-- START OF DATA EXTRACT --
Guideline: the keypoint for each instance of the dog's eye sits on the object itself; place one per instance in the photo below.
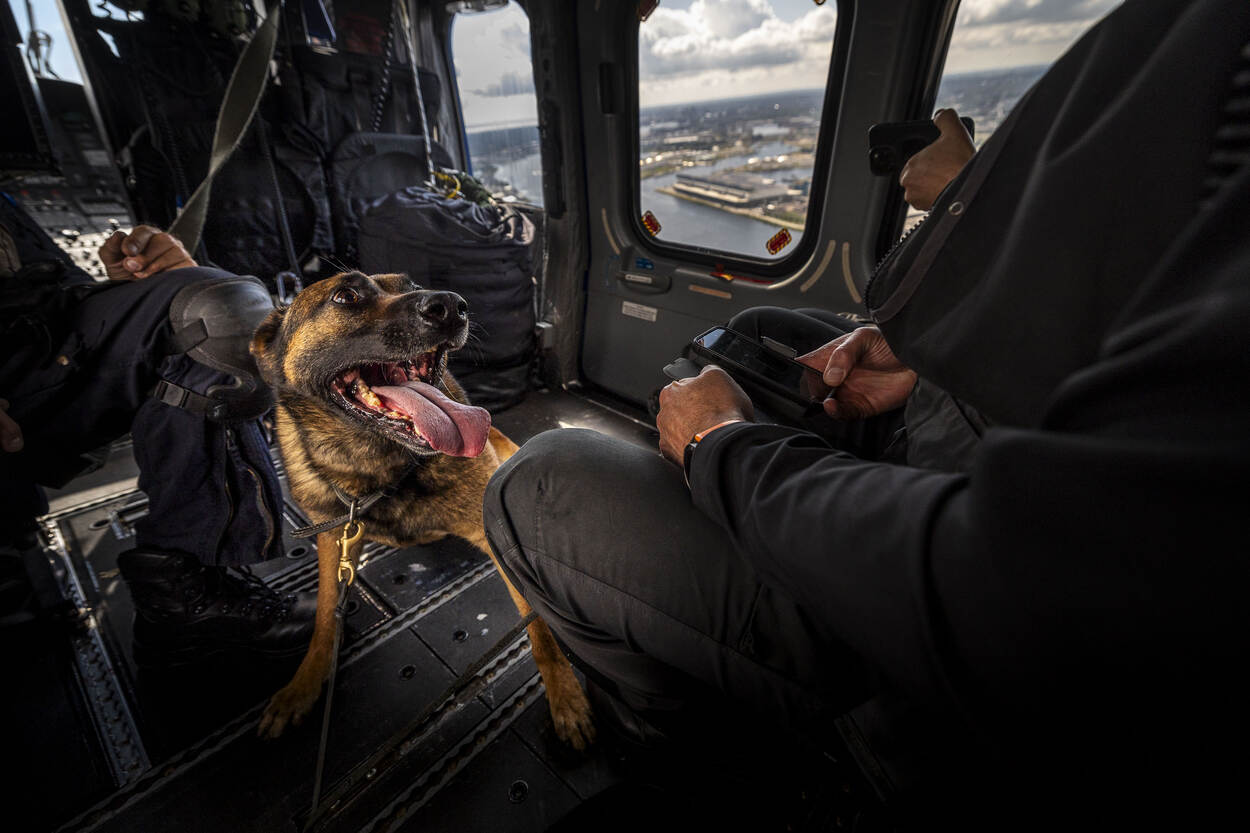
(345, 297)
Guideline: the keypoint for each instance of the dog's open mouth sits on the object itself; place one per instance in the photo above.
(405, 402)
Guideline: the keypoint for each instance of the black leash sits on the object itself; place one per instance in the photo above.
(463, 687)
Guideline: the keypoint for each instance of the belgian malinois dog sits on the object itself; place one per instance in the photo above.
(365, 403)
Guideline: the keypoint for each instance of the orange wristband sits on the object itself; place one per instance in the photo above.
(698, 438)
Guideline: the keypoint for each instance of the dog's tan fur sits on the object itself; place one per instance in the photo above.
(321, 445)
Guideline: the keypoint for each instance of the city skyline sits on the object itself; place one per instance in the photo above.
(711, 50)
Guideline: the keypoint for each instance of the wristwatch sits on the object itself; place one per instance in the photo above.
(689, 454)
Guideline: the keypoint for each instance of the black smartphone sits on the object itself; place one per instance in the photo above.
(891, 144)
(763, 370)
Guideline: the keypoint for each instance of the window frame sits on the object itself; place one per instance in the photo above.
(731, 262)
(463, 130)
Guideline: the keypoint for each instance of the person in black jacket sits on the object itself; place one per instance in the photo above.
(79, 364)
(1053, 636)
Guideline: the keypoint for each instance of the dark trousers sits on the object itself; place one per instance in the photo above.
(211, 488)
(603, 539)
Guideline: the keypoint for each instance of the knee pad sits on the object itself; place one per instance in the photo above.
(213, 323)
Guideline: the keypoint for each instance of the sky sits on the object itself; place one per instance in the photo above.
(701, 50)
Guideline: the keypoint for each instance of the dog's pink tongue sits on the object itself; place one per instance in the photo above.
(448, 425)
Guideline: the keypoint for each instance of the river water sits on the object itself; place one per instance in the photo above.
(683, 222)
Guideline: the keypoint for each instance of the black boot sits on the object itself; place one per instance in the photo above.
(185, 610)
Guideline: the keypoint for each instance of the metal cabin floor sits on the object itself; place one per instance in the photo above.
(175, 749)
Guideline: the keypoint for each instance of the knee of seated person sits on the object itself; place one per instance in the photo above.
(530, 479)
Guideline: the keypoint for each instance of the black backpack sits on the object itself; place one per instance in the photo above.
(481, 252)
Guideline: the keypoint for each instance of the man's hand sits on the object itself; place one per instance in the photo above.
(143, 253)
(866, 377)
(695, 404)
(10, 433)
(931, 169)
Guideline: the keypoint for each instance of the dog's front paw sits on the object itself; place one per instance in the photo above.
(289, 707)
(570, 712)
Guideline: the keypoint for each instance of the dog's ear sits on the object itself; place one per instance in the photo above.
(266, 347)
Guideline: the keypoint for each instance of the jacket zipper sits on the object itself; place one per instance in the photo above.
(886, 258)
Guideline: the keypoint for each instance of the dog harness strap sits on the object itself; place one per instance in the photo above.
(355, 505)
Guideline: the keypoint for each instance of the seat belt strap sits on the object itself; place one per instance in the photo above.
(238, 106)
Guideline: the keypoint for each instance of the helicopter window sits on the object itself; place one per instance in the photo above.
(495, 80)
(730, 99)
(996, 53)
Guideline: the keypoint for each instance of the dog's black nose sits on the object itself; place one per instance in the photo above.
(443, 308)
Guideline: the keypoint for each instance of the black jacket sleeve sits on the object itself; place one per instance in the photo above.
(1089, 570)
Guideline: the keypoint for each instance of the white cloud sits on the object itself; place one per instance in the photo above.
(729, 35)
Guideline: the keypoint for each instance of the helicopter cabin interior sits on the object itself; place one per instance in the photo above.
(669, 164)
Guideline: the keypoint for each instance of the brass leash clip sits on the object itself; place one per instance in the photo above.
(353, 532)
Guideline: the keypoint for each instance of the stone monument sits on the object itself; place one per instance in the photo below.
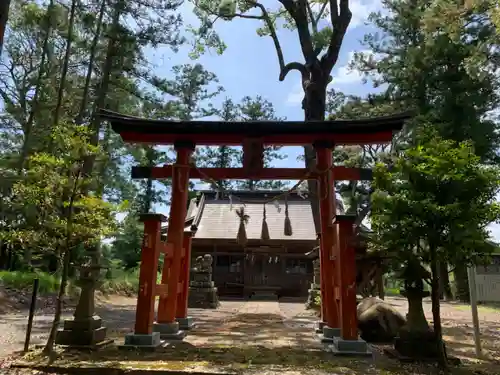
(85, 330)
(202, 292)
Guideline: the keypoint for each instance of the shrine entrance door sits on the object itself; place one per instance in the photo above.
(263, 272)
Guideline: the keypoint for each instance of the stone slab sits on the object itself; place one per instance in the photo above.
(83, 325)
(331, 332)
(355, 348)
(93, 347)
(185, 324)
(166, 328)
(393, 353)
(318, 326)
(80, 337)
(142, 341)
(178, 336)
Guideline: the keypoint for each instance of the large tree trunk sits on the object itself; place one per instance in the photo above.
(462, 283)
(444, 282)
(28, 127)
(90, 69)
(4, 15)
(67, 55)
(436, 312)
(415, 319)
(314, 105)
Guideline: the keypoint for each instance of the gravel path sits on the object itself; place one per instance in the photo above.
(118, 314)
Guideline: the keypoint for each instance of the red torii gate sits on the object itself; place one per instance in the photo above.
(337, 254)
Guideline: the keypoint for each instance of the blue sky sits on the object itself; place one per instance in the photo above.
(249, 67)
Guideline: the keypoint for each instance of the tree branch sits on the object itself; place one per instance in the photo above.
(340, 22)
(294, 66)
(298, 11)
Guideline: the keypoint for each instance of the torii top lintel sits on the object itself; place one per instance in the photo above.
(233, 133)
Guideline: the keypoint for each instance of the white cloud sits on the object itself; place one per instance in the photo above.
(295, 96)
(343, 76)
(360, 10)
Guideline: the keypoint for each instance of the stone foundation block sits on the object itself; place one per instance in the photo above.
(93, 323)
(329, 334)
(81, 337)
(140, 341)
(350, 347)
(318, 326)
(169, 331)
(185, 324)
-- END OF DATA EXTRACT --
▸ AIM OF THE EXERCISE
Write out every line again, guidelines included, starting with the line containing "Guideline: the keypoint for each instance of the blue" and going on through the end of the items, and give nothing else. Multiply each point coordinate in the answers by 0.4 and round it to a whole number, with halves rounded up.

▸ FULL SOLUTION
Guideline: the keypoint for each instance of the blue sky sits on the object itself; place one per instance in the photo above.
(100, 27)
Guideline: the keypoint for each instance of the tree branch sits on the object itself; place one per instance in the photo above.
(136, 9)
(118, 26)
(119, 4)
Guideline: the keypoint for each instance of the torii top lintel sits on the object itself; place one per instance in the photo above.
(93, 53)
Guideline: the keypoint for each instance of the white cloud sits on the object itself; place one per instance in the photo above.
(118, 38)
(137, 30)
(144, 4)
Guideline: the keypoint for each instance of the stone foundation block sits on the object itself; place one per instance in the photo above.
(37, 129)
(132, 134)
(32, 135)
(56, 136)
(140, 139)
(127, 130)
(68, 132)
(74, 130)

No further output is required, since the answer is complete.